(Saved entries)
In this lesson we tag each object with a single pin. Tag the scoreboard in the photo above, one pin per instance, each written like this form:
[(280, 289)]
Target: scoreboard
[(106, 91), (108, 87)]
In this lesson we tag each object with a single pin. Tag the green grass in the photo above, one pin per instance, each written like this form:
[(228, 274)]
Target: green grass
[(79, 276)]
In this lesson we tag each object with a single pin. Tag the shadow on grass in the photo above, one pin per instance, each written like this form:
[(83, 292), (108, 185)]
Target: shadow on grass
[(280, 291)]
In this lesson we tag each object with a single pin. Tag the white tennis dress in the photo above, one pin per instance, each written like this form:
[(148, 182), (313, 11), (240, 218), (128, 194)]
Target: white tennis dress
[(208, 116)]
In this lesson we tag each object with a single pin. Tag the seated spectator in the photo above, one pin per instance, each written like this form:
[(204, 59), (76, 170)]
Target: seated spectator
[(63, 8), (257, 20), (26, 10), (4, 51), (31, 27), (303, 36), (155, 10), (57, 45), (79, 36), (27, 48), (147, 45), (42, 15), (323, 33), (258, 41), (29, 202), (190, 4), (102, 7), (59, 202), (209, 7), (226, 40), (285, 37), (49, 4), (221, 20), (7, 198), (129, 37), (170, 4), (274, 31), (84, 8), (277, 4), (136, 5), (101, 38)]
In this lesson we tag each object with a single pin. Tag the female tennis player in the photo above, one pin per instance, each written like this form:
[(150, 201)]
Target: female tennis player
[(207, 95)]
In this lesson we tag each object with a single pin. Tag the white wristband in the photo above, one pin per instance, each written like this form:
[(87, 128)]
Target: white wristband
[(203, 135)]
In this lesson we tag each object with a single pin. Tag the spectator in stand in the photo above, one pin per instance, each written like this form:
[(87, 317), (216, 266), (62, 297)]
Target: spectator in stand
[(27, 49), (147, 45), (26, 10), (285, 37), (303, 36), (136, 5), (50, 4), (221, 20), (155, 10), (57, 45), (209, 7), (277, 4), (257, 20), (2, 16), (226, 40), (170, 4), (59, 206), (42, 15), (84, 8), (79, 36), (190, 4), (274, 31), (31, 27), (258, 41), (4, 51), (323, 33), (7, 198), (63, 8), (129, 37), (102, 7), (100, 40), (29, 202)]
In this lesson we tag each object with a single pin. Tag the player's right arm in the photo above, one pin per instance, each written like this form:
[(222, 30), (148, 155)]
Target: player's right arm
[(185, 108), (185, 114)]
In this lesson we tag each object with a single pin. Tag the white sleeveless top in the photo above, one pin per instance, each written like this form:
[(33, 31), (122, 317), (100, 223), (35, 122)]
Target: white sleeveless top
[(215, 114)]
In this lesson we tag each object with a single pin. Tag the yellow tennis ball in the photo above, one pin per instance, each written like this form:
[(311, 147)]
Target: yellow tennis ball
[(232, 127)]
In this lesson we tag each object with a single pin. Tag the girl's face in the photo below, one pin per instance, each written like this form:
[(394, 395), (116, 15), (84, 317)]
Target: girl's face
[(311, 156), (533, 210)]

Directions for this task
Could you set down exactly the lines from the one containing "Target: player's right arm" through the last line of the records above, both included?

Finished task
Target: player's right arm
[(185, 108), (185, 114)]
In this lesson we tag each object with a single pin. Tag the white sleeveless top in the photo above, one pin per instance, each written like this form:
[(33, 31), (122, 317), (100, 223), (35, 122)]
Target: white sleeveless top
[(215, 114)]
In this lesson we tag each object with a single pin. Tag the yellow tennis ball in the photo above, one pin per instance, each written like this form:
[(311, 147)]
Target: yellow tennis ball
[(232, 127)]
In this lesson we tag each object with a single pin. Tag the girl's face in the photo below, one pin per instance, each written like this form:
[(394, 395), (116, 15), (84, 317)]
Target: girl's face
[(311, 156), (533, 210)]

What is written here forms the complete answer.